▶ Goal of the exercise: The data below should be transcribed in full, with no picture included.

(Records contained in a dataset)
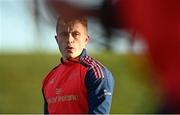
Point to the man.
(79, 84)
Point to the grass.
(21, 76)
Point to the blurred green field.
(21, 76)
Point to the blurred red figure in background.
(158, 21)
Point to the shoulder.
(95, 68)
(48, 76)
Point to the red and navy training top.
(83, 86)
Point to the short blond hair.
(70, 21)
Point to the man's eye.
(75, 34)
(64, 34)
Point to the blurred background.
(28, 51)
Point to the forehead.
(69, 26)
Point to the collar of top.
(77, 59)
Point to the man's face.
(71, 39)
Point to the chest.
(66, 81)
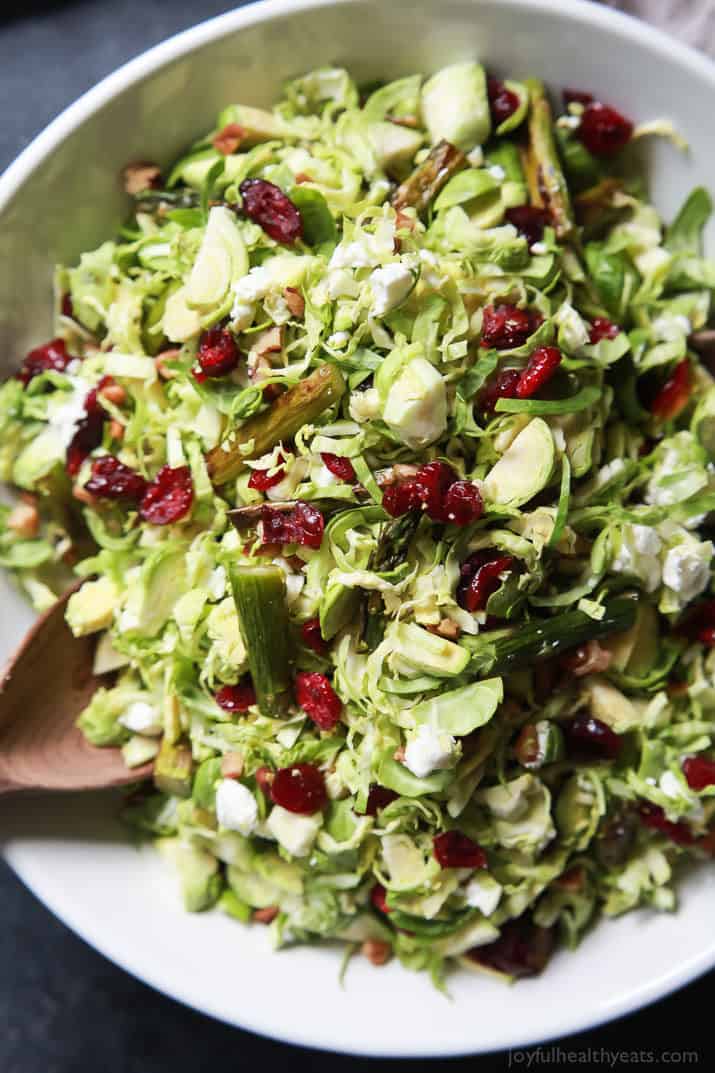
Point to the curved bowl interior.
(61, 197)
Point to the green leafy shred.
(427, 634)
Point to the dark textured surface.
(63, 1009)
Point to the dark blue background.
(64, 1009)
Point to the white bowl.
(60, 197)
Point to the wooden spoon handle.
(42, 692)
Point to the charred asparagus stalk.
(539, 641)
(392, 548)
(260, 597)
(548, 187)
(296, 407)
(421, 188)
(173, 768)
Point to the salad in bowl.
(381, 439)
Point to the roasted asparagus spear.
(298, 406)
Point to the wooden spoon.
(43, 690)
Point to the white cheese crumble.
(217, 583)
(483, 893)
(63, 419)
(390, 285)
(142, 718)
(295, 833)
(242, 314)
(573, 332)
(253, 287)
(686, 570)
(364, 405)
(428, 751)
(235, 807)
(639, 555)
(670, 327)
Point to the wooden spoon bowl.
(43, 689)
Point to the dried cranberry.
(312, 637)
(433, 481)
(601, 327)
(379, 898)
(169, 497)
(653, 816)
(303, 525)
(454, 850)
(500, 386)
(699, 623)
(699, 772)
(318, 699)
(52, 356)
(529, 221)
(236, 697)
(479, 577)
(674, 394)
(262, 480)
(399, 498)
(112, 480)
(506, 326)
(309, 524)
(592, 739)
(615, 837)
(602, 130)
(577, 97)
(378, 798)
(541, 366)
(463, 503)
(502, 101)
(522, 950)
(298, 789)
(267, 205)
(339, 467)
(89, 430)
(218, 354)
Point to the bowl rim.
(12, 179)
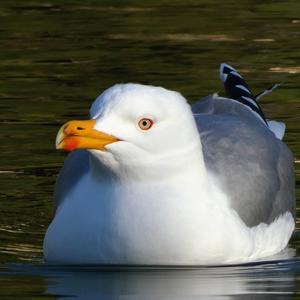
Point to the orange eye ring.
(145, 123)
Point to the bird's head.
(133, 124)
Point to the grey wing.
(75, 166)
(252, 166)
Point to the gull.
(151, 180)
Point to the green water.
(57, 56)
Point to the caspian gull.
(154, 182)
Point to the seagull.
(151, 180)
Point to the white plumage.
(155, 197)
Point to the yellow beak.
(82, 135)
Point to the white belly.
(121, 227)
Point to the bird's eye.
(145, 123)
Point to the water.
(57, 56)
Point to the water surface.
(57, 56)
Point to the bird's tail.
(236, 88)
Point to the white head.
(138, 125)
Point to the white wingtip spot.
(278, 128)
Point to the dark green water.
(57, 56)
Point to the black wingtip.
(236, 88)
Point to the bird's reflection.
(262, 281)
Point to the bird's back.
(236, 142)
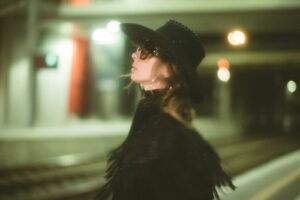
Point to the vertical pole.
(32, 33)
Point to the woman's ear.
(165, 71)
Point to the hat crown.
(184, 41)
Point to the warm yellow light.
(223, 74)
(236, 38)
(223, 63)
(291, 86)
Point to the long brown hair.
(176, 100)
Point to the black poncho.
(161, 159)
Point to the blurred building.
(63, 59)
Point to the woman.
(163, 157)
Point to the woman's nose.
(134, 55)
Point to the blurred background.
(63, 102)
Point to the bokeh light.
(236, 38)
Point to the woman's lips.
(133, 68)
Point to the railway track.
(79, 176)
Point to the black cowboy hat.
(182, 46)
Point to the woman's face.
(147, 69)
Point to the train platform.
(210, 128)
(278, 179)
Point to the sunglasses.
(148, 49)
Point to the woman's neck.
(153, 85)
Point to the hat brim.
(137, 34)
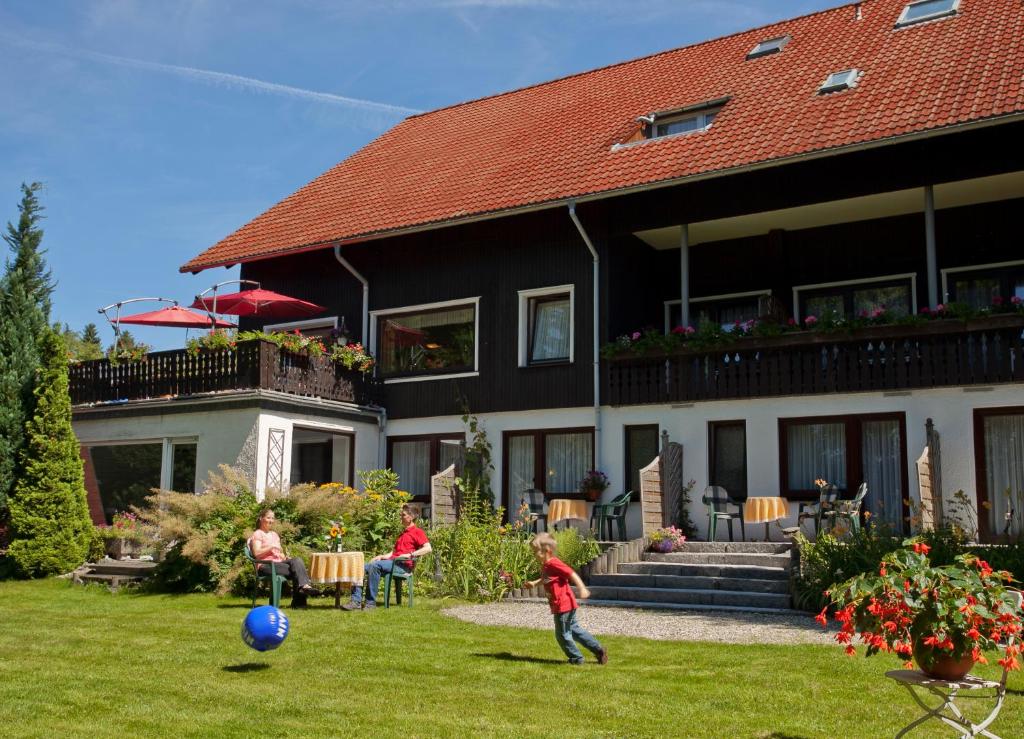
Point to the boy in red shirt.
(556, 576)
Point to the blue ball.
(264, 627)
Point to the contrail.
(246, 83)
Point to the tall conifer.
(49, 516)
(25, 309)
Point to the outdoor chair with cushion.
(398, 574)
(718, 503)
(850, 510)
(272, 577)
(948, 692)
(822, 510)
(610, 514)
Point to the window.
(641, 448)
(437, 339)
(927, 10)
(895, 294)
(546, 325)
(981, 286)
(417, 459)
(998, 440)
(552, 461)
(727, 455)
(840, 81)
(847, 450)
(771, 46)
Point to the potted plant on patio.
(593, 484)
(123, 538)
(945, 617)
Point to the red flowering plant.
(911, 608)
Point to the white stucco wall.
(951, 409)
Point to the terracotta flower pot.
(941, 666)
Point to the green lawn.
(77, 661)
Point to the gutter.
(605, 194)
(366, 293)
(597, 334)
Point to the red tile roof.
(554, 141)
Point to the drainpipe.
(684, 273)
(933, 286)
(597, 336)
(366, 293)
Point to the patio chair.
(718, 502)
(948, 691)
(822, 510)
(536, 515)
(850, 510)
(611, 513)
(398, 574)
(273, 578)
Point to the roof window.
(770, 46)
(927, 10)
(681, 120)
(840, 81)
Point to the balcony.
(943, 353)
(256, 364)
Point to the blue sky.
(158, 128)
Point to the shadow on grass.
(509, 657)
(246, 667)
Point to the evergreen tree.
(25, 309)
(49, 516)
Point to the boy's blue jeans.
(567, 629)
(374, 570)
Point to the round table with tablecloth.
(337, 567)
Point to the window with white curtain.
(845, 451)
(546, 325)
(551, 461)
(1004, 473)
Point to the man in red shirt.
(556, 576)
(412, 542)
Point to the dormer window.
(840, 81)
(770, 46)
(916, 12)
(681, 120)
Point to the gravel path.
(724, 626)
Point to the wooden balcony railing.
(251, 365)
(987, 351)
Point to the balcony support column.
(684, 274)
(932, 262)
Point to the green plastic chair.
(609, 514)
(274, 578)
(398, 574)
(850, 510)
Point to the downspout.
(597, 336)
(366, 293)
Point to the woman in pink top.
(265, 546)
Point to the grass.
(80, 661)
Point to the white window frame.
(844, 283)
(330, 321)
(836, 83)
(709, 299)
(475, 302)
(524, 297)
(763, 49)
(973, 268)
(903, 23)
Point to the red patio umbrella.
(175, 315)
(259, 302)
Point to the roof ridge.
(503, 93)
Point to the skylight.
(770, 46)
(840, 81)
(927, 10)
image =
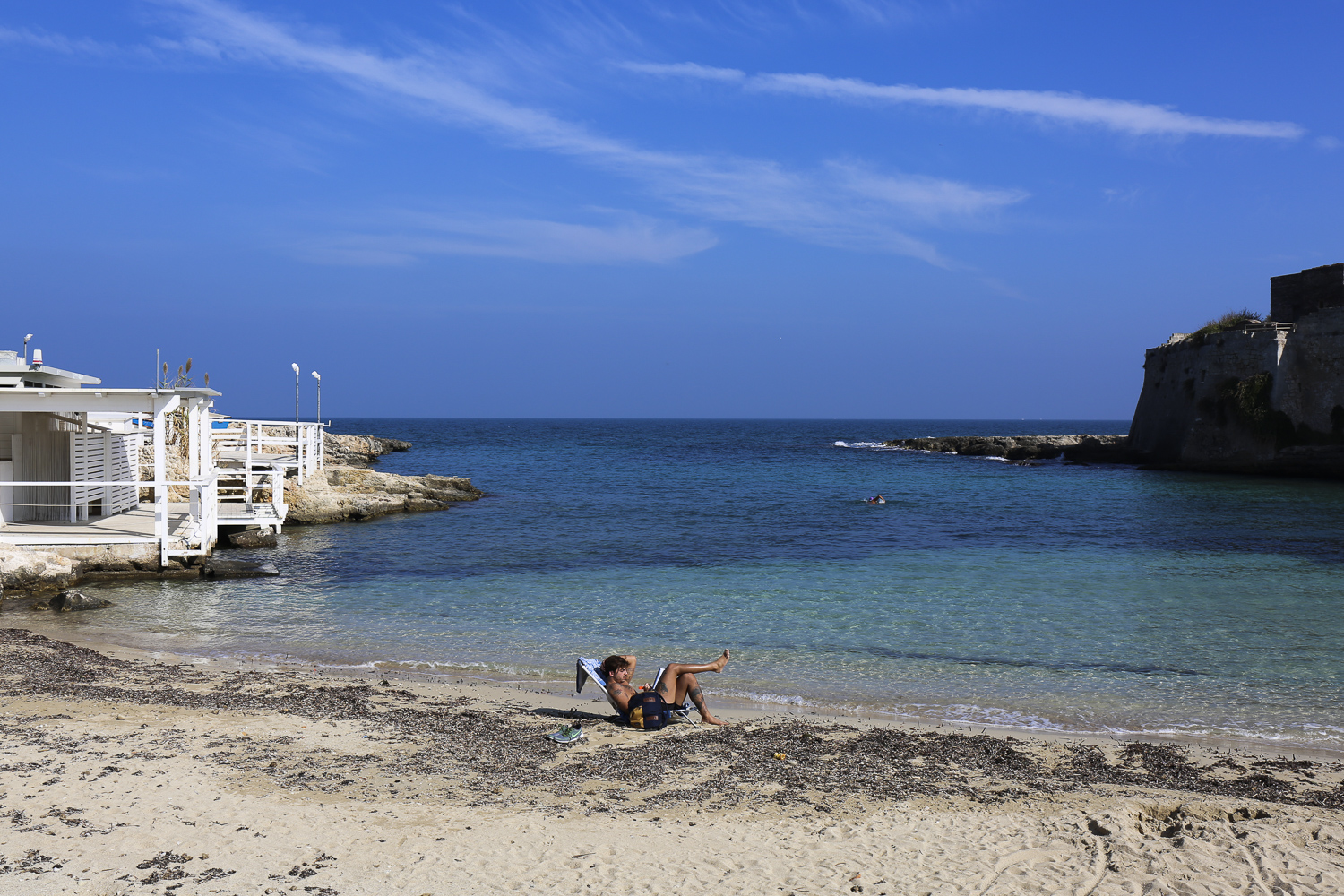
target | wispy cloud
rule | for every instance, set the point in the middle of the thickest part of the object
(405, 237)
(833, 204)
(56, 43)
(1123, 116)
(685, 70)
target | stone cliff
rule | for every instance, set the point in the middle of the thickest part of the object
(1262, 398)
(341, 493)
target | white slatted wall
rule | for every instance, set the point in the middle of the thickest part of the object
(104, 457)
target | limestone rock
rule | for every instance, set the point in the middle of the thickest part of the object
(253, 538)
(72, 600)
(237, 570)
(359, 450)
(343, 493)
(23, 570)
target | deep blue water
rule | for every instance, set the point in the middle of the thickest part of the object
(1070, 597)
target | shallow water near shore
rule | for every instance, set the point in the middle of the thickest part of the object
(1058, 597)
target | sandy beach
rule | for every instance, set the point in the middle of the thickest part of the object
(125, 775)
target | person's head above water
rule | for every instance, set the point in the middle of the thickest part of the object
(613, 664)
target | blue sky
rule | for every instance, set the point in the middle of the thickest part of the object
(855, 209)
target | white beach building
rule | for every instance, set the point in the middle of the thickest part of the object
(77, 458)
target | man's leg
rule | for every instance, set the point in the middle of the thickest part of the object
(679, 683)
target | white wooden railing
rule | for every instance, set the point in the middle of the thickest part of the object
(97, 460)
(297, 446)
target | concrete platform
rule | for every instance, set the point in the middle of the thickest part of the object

▶ Exercise result:
Point to the man.
(79, 84)
Point to the grass.
(21, 76)
Point to the blurred green field.
(21, 76)
Point to the blurred red figure in background.
(158, 21)
Point to the shoulder.
(95, 68)
(48, 76)
Point to the red and navy training top.
(83, 86)
Point to the short blond hair.
(70, 21)
Point to the man's eye.
(75, 34)
(64, 34)
Point to the blurred background.
(28, 51)
Point to the forehead.
(69, 26)
Point to the collar of top.
(77, 59)
Point to the man's face.
(71, 39)
Point to the chest.
(66, 81)
Point to the curved bowl interior.
(61, 197)
Point to the green leafy shred.
(427, 634)
Point to the dark textured surface.
(63, 1009)
Point to the dark blue background.
(64, 1009)
Point to the white bowl.
(60, 197)
Point to the wooden spoon handle.
(42, 692)
Point to the charred asparagus stalk.
(539, 641)
(392, 548)
(260, 597)
(548, 187)
(296, 407)
(421, 188)
(173, 768)
Point to the salad in bowl.
(381, 439)
Point to the roasted asparagus spear.
(298, 406)
Point to the wooden spoon.
(43, 690)
Point to the white cheese crumble.
(217, 583)
(483, 893)
(63, 419)
(390, 285)
(142, 718)
(295, 833)
(242, 314)
(573, 332)
(253, 287)
(686, 570)
(364, 405)
(428, 751)
(235, 807)
(639, 555)
(670, 327)
Point to the wooden spoon bowl.
(43, 689)
Point to the dried cranberry.
(312, 637)
(433, 481)
(601, 327)
(379, 898)
(169, 497)
(653, 816)
(303, 525)
(454, 850)
(500, 386)
(699, 623)
(699, 772)
(318, 699)
(52, 356)
(529, 221)
(236, 697)
(479, 577)
(674, 394)
(262, 480)
(399, 498)
(112, 480)
(506, 326)
(309, 524)
(592, 739)
(615, 837)
(602, 130)
(577, 97)
(378, 798)
(541, 366)
(463, 503)
(502, 101)
(522, 950)
(298, 789)
(267, 205)
(339, 467)
(89, 430)
(218, 354)
Point to the bowl rim.
(12, 179)
Point to the orange eye ring.
(145, 123)
Point to the bird's head.
(133, 124)
Point to the grey wing.
(75, 166)
(252, 166)
Point to the gull.
(151, 180)
Point to the green water.
(57, 56)
Point to the caspian gull.
(154, 182)
Point to the seagull.
(151, 180)
Point to the white plumage.
(155, 197)
Point to the yellow beak.
(82, 135)
Point to the white belly.
(121, 227)
Point to the bird's eye.
(145, 123)
Point to the water.
(57, 56)
Point to the water surface.
(57, 56)
Point to the bird's tail.
(236, 88)
Point to the white head.
(138, 125)
Point to the white wingtip spot.
(278, 128)
Point to the dark green water.
(57, 56)
Point to the black wingtip.
(236, 88)
Point to the bird's reflection.
(262, 281)
Point to the bird's back.
(236, 142)
Point to the vertical pole.
(32, 33)
Point to the woman's ear.
(165, 71)
Point to the hat crown.
(184, 41)
Point to the warm yellow light.
(223, 74)
(236, 38)
(223, 63)
(291, 86)
Point to the long brown hair.
(176, 100)
Point to the black poncho.
(161, 159)
Point to the blurred building.
(63, 59)
Point to the woman.
(163, 157)
Point to the woman's nose.
(134, 55)
Point to the blurred background.
(63, 102)
Point to the bokeh light.
(236, 38)
Point to the woman's lips.
(133, 68)
Point to the railway track.
(79, 176)
Point to the black cowboy hat.
(182, 46)
Point to the woman's face.
(147, 69)
Point to the train platform.
(210, 128)
(278, 179)
Point to the sunglasses.
(148, 49)
Point to the woman's neck.
(153, 85)
Point to the hat brim.
(137, 34)
Point to the boy in red shirt.
(556, 576)
Point to the blue ball.
(264, 627)
Point to the contrail.
(246, 83)
Point to the tall conifer.
(49, 516)
(25, 309)
Point to the outdoor chair with cushion.
(398, 574)
(718, 503)
(850, 510)
(272, 577)
(948, 692)
(822, 510)
(610, 514)
Point to the window.
(641, 448)
(437, 339)
(927, 10)
(895, 294)
(546, 325)
(981, 286)
(417, 459)
(998, 440)
(552, 461)
(727, 455)
(840, 81)
(847, 450)
(771, 46)
Point to the potted plant on patio.
(593, 484)
(123, 538)
(945, 617)
Point to the red flowering plant.
(911, 608)
Point to the white stucco wall.
(951, 409)
Point to the terracotta flower pot.
(941, 666)
Point to the green lawn.
(77, 661)
Point to the gutter.
(605, 194)
(366, 293)
(597, 334)
Point to the red tile roof.
(554, 141)
Point to the drainpipe.
(684, 273)
(933, 286)
(597, 336)
(366, 293)
Point to the patio chair.
(718, 502)
(948, 691)
(822, 510)
(536, 515)
(850, 510)
(611, 513)
(398, 574)
(273, 578)
Point to the roof window.
(770, 46)
(927, 10)
(681, 120)
(840, 81)
Point to the balcony.
(943, 353)
(256, 364)
Point to the blue sky.
(158, 128)
Point to the shadow on grass.
(509, 657)
(246, 667)
Point to the evergreen tree.
(25, 309)
(49, 516)
Point to the boy's blue jeans.
(567, 629)
(374, 570)
Point to the round table with tablecloth.
(337, 567)
Point to the window with white curtain.
(845, 451)
(546, 325)
(551, 461)
(1004, 473)
Point to the man in red shirt.
(556, 576)
(412, 542)
Point to the dormer window.
(840, 81)
(770, 46)
(916, 12)
(681, 120)
Point to the gravel path.
(724, 626)
Point to the wooden balcony railing.
(251, 365)
(987, 351)
Point to the balcony support column.
(684, 274)
(932, 262)
Point to the green plastic chair.
(609, 514)
(274, 578)
(398, 574)
(850, 510)
Point to the downspout.
(597, 336)
(366, 293)
Point to the woman in pink top.
(265, 546)
Point to the grass.
(80, 661)
Point to the white window frame.
(844, 283)
(330, 321)
(836, 83)
(709, 299)
(475, 302)
(524, 297)
(763, 49)
(973, 268)
(903, 23)
Point to the red patio umbrella.
(175, 315)
(259, 302)
Point to the roof ridge.
(503, 93)
Point to the skylight.
(770, 46)
(840, 81)
(927, 10)
image =
target | wispy cloud
rule | for every instance, set the point in the middle of the thickest part of the object
(405, 237)
(833, 204)
(56, 43)
(1123, 116)
(685, 70)
target | stone cliff
rule | for every instance, set the point in the middle of the thickest part of the object
(1262, 398)
(341, 493)
target | white slatted wall
rule | for every instance, set the point in the middle of the thickest part of the object
(104, 457)
target | limestone rock
rule | for every instance, set the point in the middle of the thickest part of the object
(253, 538)
(72, 600)
(237, 570)
(359, 450)
(343, 493)
(23, 570)
target | deep blue water
rule | for every instance, set the point in the middle of the thickest part of the object
(1070, 597)
target | shallow water near shore
rule | for every instance, set the point in the middle of the thickest part of the object
(1058, 597)
target | sandy beach
rule | for every instance, set the point in the middle of the thickest part of the object
(125, 775)
target | person's head above water
rule | for every instance, set the point in the middle of the thickest part of the object
(613, 664)
target | blue sky
rule | for every instance, set the point in the middle of the thickest part of the object
(855, 209)
target | white beach building
rule | for every instance, set the point in the middle of the thickest part of the object
(77, 458)
target | man's leg
rule | for every instance, set the point in the middle of the thickest part of the object
(679, 683)
target | white wooden railing
rule | for every instance, set the point in the middle of the thickest part of the object
(97, 460)
(297, 446)
target | concrete platform
rule | for every instance, set the point in the middle of the thickest part of the object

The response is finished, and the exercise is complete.